JAKOB muss sich zweifach dem höheren Ganzen unterwerfen. Er muss zweimal sieben Jahren dem Brautvater LABAN dienen. Indem er zunächst unfreiwillig die von ihm nicht geliebtete aber erstgeborene Leah zur Frau nimmt, schärft er sein Bewusstsein über den Logos und die von ihm ausgesagte Fruchtbarkeit: Die Eins – hier in Form der erstgeborenen LEAH – muss sich in Vierzahl niedeschlagen. Erst nach der Geburt von vier Söhnen durch LEAH gebährt auch REBECCA.

Der Zwillingsbruder ESAU hingegen wendet sich zu seiner Fortentwicklung der anderen Seite seiner Famile zu. Er geht zu ISMAEL, dem Bruder seines Vaters und nimmt sich dessen Tochter MAHALAT zur Frau. Der Text betont, dass ESAU sie zu den anderen Frauen „hinzunimmt“. Für ESAU steht der Aspekt des direkten Hinzugewinnens (2 = 1 + 1) anstatt der des zunehmenden Differenzierens (2-200-1) im Vordergrund. Das Andere und Zweite das ergänzt, erwächst aus dem Gesetz des Logos (s. 1-4), das ein Gesetz der Addition ist und das bereits in der Zahlenfolge des Erdbodens (1-4-40) zu finden ist. JAKOB verkörpert es in der Farbe „rotbraunen“ (1-4-40-6-50-10 = 111), die bei seiner Geburt zutage tritt.

Die Wege von ESAU und JAKOB vereint die Suche nach der Zwei, die Suche nach einer Frau. Ihre Wege verlaufen in entgegengesetze Richtung. JAKOB sucht sie in der Famile der Mutter, ESAU hingegen in der Famile des Vaters. Das Vatergechlecht ISAAC verbindet sie. Es ist für die Zwillinge der Repräsentant der Einheit und es ist zugleich der Repräsentant des verbindenden Dritten. In dieser Funktion schickt ISAAC seine Söhne in zwei verschiedene Richtungen.

ISAAC ist aus der größeren Sicht der drei Urväter ABRAHAM, ISAAC und JAKOB auch ein Zweiter. Als solcher tritt bei ihm das Unterscheiden und Abgrenzen besonders hervor. So wundert es nicht, dass er JAKOB keinesfalls erlaubt, eine Frau von den Kanaanitern zu nehmen. Würde das geschehen, dann würden die Grenzen alias die Zweiheit mißachtet. Der rotharige, den LOGOS repräsentierende Esau hört die Warnung an JAKOB, den Zweitgeborenen und versteht daraufhin die Notwendigkeit der Abgrenzung:

 „… Nimm ja nicht eine Frau von den Töchtern Kanaans! … … … da sah Esau, dass die Töchter Kanaans übel waren in den Augen seines Vaters Isaak. Und Esau ging zu Ismael und nahm sich Mahalat zur Frau, die Tochter Ismaels …“ (Gen 28,6f).
- - - - -
§ Zu befolgende Anweisungen
Setze den Text über Jakob und Esau im Anschluss an seinen letzten Satz fort. Die Einträge stehen in keinem Zusammenhang mit dem Text über Jakob und Esau.

§ Erfasste Daten
- - - - -
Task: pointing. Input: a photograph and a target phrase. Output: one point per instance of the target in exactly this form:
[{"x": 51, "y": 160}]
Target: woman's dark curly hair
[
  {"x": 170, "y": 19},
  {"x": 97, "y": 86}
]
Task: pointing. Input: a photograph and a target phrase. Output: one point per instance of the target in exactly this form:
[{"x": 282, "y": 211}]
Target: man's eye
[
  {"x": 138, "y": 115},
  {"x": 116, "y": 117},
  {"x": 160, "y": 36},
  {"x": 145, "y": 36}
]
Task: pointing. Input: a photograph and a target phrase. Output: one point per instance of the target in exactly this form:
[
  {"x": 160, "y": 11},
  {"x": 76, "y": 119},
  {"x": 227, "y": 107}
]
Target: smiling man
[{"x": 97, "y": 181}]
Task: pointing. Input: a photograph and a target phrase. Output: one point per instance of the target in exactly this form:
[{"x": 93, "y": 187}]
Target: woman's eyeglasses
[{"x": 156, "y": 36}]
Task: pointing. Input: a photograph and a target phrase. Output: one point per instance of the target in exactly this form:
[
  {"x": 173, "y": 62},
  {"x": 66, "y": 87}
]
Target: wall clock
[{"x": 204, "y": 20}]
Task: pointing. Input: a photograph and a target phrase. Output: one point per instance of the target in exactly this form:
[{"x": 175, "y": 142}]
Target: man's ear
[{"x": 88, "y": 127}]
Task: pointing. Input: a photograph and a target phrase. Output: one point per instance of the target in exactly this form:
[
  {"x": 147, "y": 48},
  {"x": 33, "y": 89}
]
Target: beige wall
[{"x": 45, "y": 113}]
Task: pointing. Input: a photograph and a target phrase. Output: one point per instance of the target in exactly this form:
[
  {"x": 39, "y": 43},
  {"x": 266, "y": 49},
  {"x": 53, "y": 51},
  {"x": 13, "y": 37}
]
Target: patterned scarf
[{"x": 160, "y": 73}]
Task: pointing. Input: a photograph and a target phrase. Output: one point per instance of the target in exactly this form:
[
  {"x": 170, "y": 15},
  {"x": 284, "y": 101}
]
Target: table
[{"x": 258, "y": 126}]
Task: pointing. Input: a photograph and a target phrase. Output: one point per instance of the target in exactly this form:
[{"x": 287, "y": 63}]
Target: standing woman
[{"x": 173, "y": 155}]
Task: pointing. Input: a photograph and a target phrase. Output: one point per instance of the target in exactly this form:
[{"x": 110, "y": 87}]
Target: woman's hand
- - - - -
§ Antwort zur Aufgabe
6. Der Mythos von JOSEF und seinen 11 Brüdern (Tora)

Erzählung von JOSEF und seinen Brüdern schließt als letzte von zahlreichen Erzählungen die Genesis ab. Auch sie greift auf die Metapher vom Brüderpaar zurück. In diesem Fall handelt es sich nicht um ein Brüderpaar, sondern um das Paar von „Einheit und Vielheit“ alias dem „Paar“ vom reifen Individuum und der ihm gegenüberstehenden Mehrheit von elf brüderlichen Subjekten – dargestellt an Josef und seinen Brüdern.

Die abschließende Erzählung wird systematisch vorbereitet. Dazu gehören vor allem die Charakterisierungen der 12 Stämme Israels. Sie umfassen die von JAKOB begründete heilige Ordnung des Gottesvolkes ISRAEL. Aber auch dem Geschlecht JAKOB und den 12 Stämmen geht seinerseits ein sie begründendes Paar voraus. Es sind die Vätergenerationen ABRAHAM und ISAAC. Sie bringen JAKOB und mit ihm die heilige Ordnung des Gottesvolkes hervor.

Das Voranstellen eines Paares anstatt einer solitären Eins hat Prinzip und zeigt hier ein weiteres Mal, dass die solitäre Zahl Eins allein nicht existiert. Bei genauem Hinschauen erweist sie sich stets als ein Zwei-Sein. Das gilt auch umgekehrt und erzeugt das Ur-Paar aller Paare. Bei ihm geht es um nichts anderes als um das wohlproportionierte Verhältnis zweier Größen, in dem die Prinzipien von Symmetrie und Asymmetrie ihren Platz in einem Ganzen finden.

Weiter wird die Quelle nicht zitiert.